* **Objective**
Rewrite every line between the lines holding "Could you point out the monk's hand" and "<point>17,154</point>", inclusive, offsetting each x and y coordinate in the answer points by 3 and leaving all other text unchanged.

* **Supplied data**

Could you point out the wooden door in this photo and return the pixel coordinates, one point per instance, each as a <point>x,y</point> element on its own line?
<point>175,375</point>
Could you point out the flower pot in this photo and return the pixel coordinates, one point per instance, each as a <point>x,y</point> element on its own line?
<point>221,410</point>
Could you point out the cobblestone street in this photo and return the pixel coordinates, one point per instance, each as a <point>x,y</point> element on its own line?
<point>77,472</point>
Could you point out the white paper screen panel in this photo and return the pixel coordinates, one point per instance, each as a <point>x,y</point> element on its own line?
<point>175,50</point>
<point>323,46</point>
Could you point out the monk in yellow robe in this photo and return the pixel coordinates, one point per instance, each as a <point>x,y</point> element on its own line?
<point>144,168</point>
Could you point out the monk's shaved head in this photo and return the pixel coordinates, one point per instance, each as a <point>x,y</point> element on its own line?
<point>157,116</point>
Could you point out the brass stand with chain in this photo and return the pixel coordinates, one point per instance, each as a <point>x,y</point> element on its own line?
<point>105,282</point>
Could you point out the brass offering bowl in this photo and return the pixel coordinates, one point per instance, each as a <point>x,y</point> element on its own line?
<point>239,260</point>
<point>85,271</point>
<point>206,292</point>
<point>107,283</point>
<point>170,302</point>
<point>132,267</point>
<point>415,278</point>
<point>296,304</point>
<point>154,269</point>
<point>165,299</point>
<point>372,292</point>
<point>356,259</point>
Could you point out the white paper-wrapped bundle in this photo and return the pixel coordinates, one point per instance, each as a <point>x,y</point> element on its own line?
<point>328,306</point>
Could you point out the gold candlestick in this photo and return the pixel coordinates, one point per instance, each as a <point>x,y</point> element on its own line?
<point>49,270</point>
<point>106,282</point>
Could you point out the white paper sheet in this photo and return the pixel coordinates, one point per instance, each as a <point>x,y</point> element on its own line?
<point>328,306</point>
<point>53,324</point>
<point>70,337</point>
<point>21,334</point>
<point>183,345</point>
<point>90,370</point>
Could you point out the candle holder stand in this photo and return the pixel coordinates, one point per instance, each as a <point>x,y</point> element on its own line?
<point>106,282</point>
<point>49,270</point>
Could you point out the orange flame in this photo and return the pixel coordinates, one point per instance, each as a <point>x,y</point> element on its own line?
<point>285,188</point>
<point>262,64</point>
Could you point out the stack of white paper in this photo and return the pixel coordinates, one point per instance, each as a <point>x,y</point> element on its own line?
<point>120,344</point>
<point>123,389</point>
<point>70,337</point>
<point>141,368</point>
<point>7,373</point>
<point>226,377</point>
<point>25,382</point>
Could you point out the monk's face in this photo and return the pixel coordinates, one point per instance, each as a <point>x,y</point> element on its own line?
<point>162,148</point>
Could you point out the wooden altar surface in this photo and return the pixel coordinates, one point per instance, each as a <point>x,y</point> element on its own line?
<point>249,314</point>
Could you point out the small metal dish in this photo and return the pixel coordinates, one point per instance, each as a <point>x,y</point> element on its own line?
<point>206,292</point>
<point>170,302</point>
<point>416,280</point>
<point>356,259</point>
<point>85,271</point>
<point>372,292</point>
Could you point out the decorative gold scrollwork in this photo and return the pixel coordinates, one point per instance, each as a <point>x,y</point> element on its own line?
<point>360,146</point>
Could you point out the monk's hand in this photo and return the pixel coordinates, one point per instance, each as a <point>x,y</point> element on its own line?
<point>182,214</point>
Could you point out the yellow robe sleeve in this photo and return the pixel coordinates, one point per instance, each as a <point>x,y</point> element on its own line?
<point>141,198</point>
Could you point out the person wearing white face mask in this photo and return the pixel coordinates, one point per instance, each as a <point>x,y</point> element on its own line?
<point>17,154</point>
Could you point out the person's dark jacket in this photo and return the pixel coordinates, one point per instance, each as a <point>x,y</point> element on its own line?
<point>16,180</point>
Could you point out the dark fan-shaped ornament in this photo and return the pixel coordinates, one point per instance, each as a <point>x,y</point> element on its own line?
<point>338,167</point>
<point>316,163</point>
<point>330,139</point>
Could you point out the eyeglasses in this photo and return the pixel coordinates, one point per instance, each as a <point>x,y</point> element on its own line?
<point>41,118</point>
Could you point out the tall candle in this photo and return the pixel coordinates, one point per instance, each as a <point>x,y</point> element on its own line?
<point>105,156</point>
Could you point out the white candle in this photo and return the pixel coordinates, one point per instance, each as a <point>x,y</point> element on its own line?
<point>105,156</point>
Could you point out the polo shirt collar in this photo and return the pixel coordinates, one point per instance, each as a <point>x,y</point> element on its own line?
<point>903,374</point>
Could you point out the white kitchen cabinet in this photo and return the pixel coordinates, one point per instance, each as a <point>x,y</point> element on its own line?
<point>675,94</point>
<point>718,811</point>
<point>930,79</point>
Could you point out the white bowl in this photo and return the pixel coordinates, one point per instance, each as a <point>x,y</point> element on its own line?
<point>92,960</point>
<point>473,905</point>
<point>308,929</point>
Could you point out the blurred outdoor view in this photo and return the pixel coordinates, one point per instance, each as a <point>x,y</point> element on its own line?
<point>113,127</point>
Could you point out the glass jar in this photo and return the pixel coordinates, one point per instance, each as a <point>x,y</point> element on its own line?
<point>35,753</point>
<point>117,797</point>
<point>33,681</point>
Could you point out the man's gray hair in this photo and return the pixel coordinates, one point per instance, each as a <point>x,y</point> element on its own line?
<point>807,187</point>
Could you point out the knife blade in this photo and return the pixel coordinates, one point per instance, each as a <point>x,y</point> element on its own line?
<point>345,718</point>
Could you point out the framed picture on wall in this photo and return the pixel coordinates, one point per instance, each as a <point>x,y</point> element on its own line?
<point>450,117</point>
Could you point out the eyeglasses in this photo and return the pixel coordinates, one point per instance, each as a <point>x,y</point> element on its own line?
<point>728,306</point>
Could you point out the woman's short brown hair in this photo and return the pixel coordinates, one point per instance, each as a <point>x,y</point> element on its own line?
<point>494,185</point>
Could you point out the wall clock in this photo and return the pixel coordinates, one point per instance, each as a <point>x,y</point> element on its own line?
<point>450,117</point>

* **Expected output**
Could you point out the monk's hand in this photo and return the pixel coordinates, one point per instance, each as a <point>x,y</point> element on its own line?
<point>185,217</point>
Could you point out the yellow robe sleeve in this photo and return the pixel coordinates, one point per instance, each as a <point>x,y</point> element on its own line?
<point>144,201</point>
Could you point out the person wearing white face mask in this photo and return the pixel coordinates, one point per instance, each as a <point>x,y</point> element on its own line?
<point>20,157</point>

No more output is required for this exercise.